# [EXERCISES TO COMPLETE]
1. Can you transcribe the stretch of the email reply about qualia and computation from "On Mon, Jul" through "quadrillions of connections."?
2. How would the email exchange on subjective experience and computation go on from its last line? Continue it from there.

# [SOURCE TEXT]
* BEGIN *
On Mon, Jul 11, 2011 at 9:54 AM, Craig Weinberg <whatsons...@gmail.com>wrote:

> Maybe I should try to condense this a bit. The primary disagreement we
> have is rooted in how we view the relation between feeling, awareness,
> qualia, and meaning, calculation, and complexity. I know from having
> gone through dozens of these conversations that you are likely to
> adhere to your position, which I would characterize as one which
> treats subjective qualities as trivial,


They are not trivial.  If they were, our brains would not require billions
of neurons and quadrillions of connections.


> automatic consequences which
> arise unbidden from "from relations that are defined by
> computations".
>

Yes, as you say below, it is a result of processing.


>
> My view is that your position adheres to a very useful and widely held
> model the universe, and which is critically important for specialized
> tasks of an engineering nature, but that it wildly undervalues the
> chasm separating ordinary human experience from neurology. Further I
> think that this philosophy is rooted in Enlightenment Era assumptions
> which, although spectacularly successful during the 17th-20th
> centuries, are no longer fully adequate to explain the realities of
> the relation between psyche and cosmos.
* END *
# [EXCERPTED DATA]
* BEGIN *
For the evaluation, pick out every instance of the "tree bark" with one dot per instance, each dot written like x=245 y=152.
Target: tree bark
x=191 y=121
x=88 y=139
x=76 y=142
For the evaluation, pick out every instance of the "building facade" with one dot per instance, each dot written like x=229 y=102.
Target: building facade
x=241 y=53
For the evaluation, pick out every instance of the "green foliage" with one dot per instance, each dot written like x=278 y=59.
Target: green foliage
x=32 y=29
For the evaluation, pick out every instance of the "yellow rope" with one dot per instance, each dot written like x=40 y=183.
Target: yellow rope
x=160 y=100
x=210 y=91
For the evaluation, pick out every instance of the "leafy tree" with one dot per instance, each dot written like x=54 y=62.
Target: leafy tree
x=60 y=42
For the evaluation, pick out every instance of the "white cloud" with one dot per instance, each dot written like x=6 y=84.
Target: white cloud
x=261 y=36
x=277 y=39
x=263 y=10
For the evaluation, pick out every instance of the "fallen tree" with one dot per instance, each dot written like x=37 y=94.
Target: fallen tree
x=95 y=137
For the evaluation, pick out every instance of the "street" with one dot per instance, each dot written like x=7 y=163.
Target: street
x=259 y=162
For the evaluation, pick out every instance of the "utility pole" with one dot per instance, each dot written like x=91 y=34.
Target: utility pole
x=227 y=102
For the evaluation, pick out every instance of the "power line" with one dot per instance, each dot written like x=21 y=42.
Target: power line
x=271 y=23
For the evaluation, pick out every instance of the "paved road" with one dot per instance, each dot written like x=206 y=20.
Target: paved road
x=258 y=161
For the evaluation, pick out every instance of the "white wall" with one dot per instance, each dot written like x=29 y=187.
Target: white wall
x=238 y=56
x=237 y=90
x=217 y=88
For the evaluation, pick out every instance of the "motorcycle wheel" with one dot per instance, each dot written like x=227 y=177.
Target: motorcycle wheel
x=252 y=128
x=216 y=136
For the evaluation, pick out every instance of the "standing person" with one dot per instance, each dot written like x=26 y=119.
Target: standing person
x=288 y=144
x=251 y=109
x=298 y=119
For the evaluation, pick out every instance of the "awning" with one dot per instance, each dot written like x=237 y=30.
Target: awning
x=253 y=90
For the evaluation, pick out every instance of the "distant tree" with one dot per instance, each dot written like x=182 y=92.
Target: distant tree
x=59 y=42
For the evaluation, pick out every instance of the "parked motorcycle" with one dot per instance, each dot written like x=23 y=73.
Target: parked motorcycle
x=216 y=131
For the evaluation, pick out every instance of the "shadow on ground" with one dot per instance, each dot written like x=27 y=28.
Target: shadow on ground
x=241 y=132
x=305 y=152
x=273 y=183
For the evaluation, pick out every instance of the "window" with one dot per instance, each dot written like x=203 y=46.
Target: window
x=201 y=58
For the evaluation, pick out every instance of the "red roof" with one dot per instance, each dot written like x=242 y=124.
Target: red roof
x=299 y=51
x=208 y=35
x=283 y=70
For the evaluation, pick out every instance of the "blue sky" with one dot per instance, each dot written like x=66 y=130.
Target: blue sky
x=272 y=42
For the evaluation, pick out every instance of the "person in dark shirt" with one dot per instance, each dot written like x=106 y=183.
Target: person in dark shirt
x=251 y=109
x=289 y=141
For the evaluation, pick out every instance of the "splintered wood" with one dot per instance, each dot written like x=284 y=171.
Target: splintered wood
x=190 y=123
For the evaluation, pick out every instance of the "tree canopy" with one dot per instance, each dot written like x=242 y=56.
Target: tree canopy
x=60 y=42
* END *
* BEGIN *
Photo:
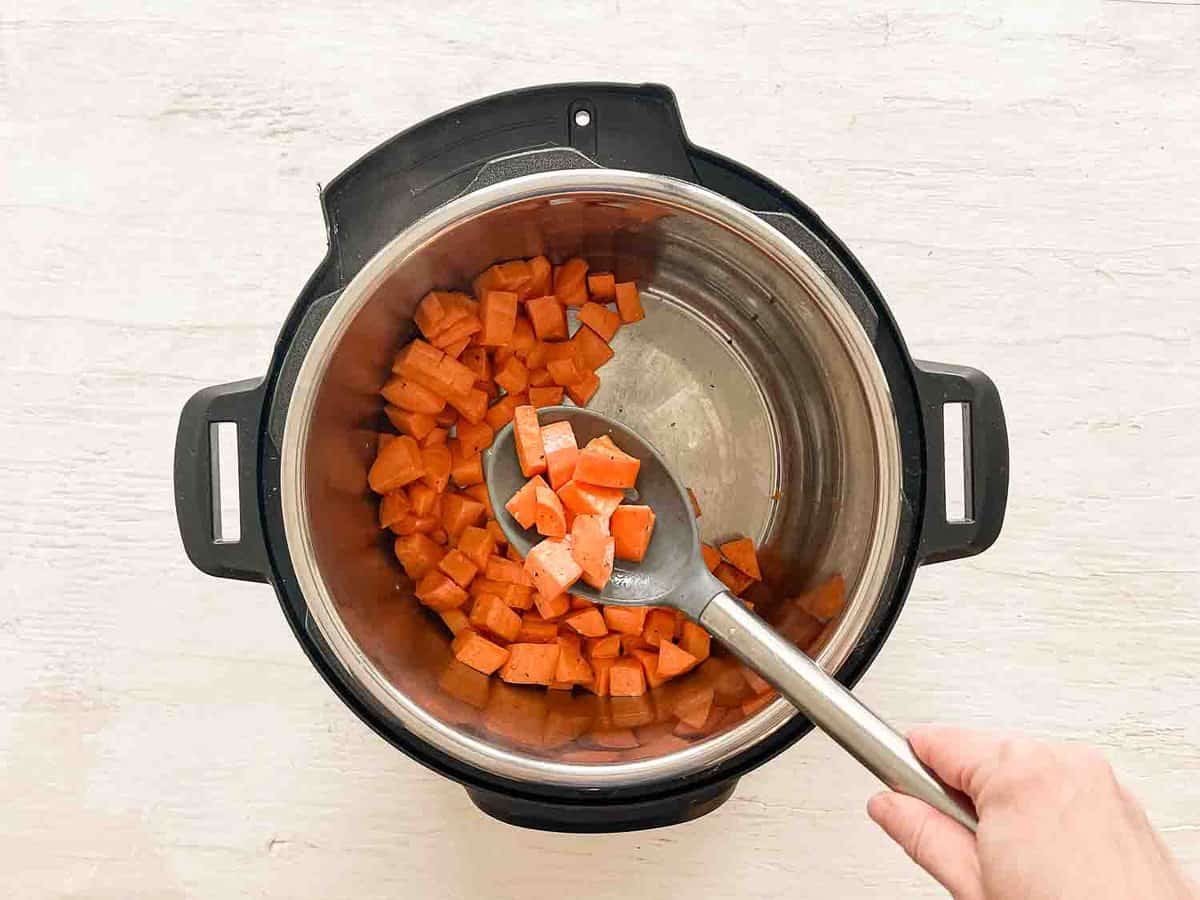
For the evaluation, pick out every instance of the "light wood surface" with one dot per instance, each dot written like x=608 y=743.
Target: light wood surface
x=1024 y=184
* END *
# [SOLVED PROBLEMS]
1.
On Mon, Jul 11, 2011 at 9:54 AM, Craig Weinberg <whatsons...@gmail.com>wrote:

> Maybe I should try to condense this a bit. The primary disagreement we
> have is rooted in how we view the relation between feeling, awareness,
> qualia, and meaning, calculation, and complexity. I know from having
> gone through dozens of these conversations that you are likely to
> adhere to your position, which I would characterize as one which
> treats subjective qualities as trivial,


They are not trivial.  If they were, our brains would not require billions
of neurons and quadrillions of connections.

2.
>
> What I'm giving you is a model which picks up where your model leaves
> off. I'm very familiar with all of the examples you are working with -
> color perception, etc. I have thought about all of these issues for
> many years, so unless you are presenting something which is from a
> source that is truly obscure, you can assume that I already have
> considered it.
>
> >I disagree with this.  Do you have an argument to help convince me to
> change
> >my opinion?
>
> You have to give me reasons why you disagree with it.
>
> >There is no change in the wiring (hardware) of the computer, only a
> software
> >change has occurred.
>
> Right, that's what I'm saying. From the perspective of the wiring/
> hardware/brain, there is no difference between consciousness and
> unconsciousness. What you aren't seeing is that the unassailable fact
> of our own consciousness is all the evidence that is required to
> qualify it as a legitimate, causally efficacious phenomenology in the
> cosmos rather than an epiphenomenology which magically appears
> whenever it is convenient for physical mechanics. This is what I am
> saying must be present as a potential within or through matter from
> the beginning or not at all.
>

I agree consciousness has effects, and is not an epiphenomenon.


>
> The next think you would need to realize is that software is in the
> eye of the beholder. Wires don't read books. They don't see colors. A
> quintillion wires tangled in knots and electrified don't see colors or
> feel pain.


I think they can.


> They're just wires. I can make a YouTube of myself sitting
> still and smiling, and I can do a live video Skype and sit there and
> so the same thing and it doesn't mean that the YouTube is conscious
> just because someone won't be able to tell the difference.
>

There is a difference between a recording of a computation or a description
of a computation, and the computation itself.


>
> It's not the computer that creates meaning, it's the person who is
> using the computer. Not a cat, not a plant, not another computer, but
> a person. If a cat could make a computer, we probably could not use it
> either, although we might have a better shot at figuring it out.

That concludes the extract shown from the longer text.